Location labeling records

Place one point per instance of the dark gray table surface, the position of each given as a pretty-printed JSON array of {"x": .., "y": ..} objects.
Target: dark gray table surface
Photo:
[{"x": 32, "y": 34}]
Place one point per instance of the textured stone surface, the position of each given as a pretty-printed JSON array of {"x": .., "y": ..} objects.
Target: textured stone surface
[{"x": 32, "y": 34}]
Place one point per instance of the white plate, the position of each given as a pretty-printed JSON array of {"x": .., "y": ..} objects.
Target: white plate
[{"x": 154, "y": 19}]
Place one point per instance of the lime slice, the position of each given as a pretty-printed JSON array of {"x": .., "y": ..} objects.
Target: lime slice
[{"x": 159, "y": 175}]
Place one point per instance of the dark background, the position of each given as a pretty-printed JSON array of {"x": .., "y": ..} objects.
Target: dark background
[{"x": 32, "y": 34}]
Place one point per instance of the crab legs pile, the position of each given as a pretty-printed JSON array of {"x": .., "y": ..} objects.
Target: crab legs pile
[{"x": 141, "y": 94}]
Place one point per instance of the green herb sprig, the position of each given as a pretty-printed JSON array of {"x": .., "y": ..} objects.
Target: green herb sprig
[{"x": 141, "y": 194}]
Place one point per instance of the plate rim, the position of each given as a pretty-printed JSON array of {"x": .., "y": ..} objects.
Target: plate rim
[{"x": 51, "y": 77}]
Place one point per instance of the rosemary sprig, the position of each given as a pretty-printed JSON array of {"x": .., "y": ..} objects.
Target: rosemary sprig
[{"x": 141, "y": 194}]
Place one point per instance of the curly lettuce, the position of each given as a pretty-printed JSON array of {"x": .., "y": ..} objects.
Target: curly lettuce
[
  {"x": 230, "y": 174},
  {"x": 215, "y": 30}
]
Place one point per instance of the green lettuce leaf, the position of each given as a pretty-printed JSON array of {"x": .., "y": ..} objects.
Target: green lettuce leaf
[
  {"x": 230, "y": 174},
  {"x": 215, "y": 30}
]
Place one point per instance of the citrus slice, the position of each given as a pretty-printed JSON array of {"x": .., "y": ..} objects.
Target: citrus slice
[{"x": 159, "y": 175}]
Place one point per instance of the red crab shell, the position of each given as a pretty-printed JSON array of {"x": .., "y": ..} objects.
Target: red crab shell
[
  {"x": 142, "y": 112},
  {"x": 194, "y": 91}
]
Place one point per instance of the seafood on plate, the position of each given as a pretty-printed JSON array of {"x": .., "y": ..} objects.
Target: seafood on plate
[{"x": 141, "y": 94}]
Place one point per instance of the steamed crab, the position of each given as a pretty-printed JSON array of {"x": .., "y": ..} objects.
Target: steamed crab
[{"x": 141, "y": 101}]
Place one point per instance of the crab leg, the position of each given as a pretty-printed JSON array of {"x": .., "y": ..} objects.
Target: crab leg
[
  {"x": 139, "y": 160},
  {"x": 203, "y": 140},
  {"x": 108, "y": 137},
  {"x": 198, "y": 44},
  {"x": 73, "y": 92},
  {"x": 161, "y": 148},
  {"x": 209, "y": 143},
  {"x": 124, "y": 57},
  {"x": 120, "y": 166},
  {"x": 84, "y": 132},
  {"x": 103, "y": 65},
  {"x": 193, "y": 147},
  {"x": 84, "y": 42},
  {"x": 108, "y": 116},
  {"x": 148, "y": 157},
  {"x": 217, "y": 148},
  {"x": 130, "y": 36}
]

:: WHAT TO PRODUCE ::
All of the material above needs to be retyped word for word.

:: TASK RESPONSE ::
Place one point per instance of the dark gray table surface, the position of each given as a pretty-printed JSON array of {"x": .., "y": ..} objects.
Target: dark gray table surface
Photo:
[{"x": 32, "y": 34}]
Place one point per instance of the textured stone surface, the position of each given as a pretty-printed JSON array of {"x": .., "y": ..} objects.
Target: textured stone surface
[{"x": 32, "y": 34}]
Place one point per instance of the white plate, the position of each given as a pretty-printed JSON array of {"x": .., "y": ..} objects.
Target: white plate
[{"x": 154, "y": 19}]
Place one point per instance of the lime slice, the position of each given as a pretty-printed JSON array of {"x": .., "y": ..} objects.
Target: lime slice
[{"x": 159, "y": 175}]
Place one point per instance of the dark background, the position of each given as a pretty-printed JSON array of {"x": .., "y": ..} objects.
Target: dark background
[{"x": 32, "y": 34}]
Place one point per instance of the crab legs pile, the position of each given as a pretty-printed JSON array of {"x": .., "y": ..} objects.
Target: crab legs pile
[{"x": 141, "y": 94}]
Place one point per instance of the green herb sprig, the position of each given as a pretty-printed JSON array of {"x": .., "y": ..} objects.
Target: green herb sprig
[{"x": 141, "y": 194}]
Place one point per instance of the plate rim, the position of each given as a pretty-printed JSON array of {"x": .., "y": ..} objects.
Target: plate rim
[{"x": 51, "y": 77}]
Place one point per instance of the rosemary sprig, the position of each given as a pretty-printed JSON array of {"x": .., "y": ..} objects.
Target: rosemary sprig
[{"x": 141, "y": 194}]
Place one point per instance of the curly lettuce, the position of each given as a pretty-printed JSON array of {"x": .., "y": ..} objects.
Target: curly lettuce
[
  {"x": 230, "y": 174},
  {"x": 215, "y": 30}
]
Place one point per instance of the green lettuce leaf, the position of each given as a pretty-printed JSON array of {"x": .., "y": ..} objects.
Target: green lettuce leaf
[
  {"x": 230, "y": 174},
  {"x": 215, "y": 30}
]
Place one point per instance of the citrus slice, the position of each given as a pretty-printed JSON array of {"x": .., "y": ..} objects.
Target: citrus slice
[{"x": 159, "y": 175}]
Place one point per instance of the red crab shell, the position of each given as a pretty-printed JSON array of {"x": .., "y": ..} objects.
Target: red crab shell
[
  {"x": 142, "y": 112},
  {"x": 194, "y": 91}
]
Place one point per instance of the seafood on plate, the position of each given as a pretty-printed JSON array of {"x": .., "y": ..} objects.
Target: seafood on plate
[{"x": 141, "y": 94}]
Place one point per instance of the steamed crab, the position of each given as a pretty-printed JSON array of {"x": .., "y": ..} objects.
Target: steamed crab
[{"x": 141, "y": 101}]
Place one point per instance of the crab leg, the position of each given as a pretty-printed JSON array of {"x": .., "y": ..} objects.
Target: crab leg
[
  {"x": 139, "y": 160},
  {"x": 203, "y": 140},
  {"x": 108, "y": 137},
  {"x": 198, "y": 44},
  {"x": 73, "y": 92},
  {"x": 161, "y": 148},
  {"x": 209, "y": 143},
  {"x": 124, "y": 57},
  {"x": 120, "y": 166},
  {"x": 84, "y": 132},
  {"x": 103, "y": 65},
  {"x": 193, "y": 147},
  {"x": 84, "y": 42},
  {"x": 108, "y": 116},
  {"x": 148, "y": 157},
  {"x": 217, "y": 148},
  {"x": 130, "y": 36}
]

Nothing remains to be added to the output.